▶ _Try it_: Provide an exact repetition of every entry, with no word altered.

▶ _Dataset entries_:
"""

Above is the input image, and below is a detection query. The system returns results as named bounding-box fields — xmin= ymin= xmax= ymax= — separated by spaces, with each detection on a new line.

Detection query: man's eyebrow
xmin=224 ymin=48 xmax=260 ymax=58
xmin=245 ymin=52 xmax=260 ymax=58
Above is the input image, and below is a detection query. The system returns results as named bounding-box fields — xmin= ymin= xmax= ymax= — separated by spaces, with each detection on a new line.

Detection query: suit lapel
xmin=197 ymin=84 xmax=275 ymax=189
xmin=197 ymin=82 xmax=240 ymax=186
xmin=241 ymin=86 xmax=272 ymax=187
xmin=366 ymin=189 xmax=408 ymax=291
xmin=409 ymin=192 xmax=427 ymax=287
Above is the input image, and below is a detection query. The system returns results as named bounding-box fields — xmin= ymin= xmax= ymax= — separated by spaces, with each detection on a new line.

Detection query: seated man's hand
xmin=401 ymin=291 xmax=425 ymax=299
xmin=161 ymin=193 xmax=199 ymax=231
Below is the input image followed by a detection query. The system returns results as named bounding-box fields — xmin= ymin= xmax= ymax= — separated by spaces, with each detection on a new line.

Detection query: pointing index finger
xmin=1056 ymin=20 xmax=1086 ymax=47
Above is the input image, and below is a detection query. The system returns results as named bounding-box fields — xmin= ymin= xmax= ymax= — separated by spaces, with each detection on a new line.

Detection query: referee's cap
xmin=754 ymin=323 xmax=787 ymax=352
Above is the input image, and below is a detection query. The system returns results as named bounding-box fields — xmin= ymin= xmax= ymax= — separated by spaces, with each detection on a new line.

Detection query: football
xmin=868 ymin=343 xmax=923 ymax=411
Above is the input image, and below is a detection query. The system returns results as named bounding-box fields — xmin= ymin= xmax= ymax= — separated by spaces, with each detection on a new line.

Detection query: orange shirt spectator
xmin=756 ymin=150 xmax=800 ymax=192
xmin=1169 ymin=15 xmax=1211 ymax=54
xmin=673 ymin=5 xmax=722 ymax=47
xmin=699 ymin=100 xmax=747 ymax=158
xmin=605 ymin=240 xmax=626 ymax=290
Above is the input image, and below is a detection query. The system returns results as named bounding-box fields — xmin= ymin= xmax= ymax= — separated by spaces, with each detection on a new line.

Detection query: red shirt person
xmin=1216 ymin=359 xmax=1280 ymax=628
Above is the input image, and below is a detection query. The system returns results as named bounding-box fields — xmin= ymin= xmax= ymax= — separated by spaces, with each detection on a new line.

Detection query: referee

"""

▶ _Written solution_:
Above is the input image, and below is a detection query. The system returns results as named bounding-box fields — xmin= ymin= xmax= ymax= — separated by spaces, with each detection on a new line.

Detection query: man's eyebrow
xmin=224 ymin=48 xmax=260 ymax=58
xmin=245 ymin=52 xmax=260 ymax=58
Above is the input image, and below is a detection query. The system returns results as named bounding-box fields — xmin= ymin= xmax= ymax= — separated by spaces, with each detection on a new line.

Detection query: suit lapel
xmin=197 ymin=84 xmax=275 ymax=189
xmin=197 ymin=82 xmax=240 ymax=186
xmin=241 ymin=86 xmax=272 ymax=187
xmin=366 ymin=189 xmax=408 ymax=291
xmin=409 ymin=192 xmax=427 ymax=287
Above is the input image, and below is a detection query. The system returns results as named bounding-box fields — xmin= ymin= xmax= ymax= — separated by spaces, with each detection on a new line.

Detection query: seated man's hand
xmin=401 ymin=291 xmax=425 ymax=299
xmin=161 ymin=193 xmax=199 ymax=231
Below is the input image followed by a detection query. The system returns results as named bounding-box fields — xmin= ymin= xmax= ymax= — separated by spaces, with each detection on a new line.

Detection query: pointing index finger
xmin=1056 ymin=20 xmax=1086 ymax=47
Above is the input image, and below is a detection query. The system returns results as named bounding-box fields — xmin= ymin= xmax= ymax= — separated by spaces, with each detection on a new line.

Detection query: referee's cap
xmin=754 ymin=323 xmax=787 ymax=352
Above is the input image, and below is a detection query. The system returns results as named bounding-box fields — xmin= ymin= xmax= ymax= — separated by spaces, with each detection on a new line.

Detection query: football
xmin=868 ymin=343 xmax=923 ymax=411
Above is the input image, and below is a detection query. The system returns results as named bounding-box fields — xmin= ymin= xmax= ymax= — separated by spaces, with each detection on a new line.

Detection query: orange shirt spectator
xmin=756 ymin=150 xmax=800 ymax=192
xmin=1169 ymin=15 xmax=1211 ymax=54
xmin=673 ymin=5 xmax=722 ymax=47
xmin=699 ymin=100 xmax=747 ymax=158
xmin=605 ymin=240 xmax=626 ymax=290
Above is the input image, and below is a detection query. The system returns results as named bounding-box fields — xmin= ymin= xmax= ymax= — separated by spaces, with each detection on a new line.

Detection query: red shirt person
xmin=1216 ymin=359 xmax=1280 ymax=628
Above is the input image, and below is a detection query. The system returns results as named bounding-box fields — xmin= ymin= xmax= ymax= — separated by spaces, with each detection on a new line.

Detection query: referee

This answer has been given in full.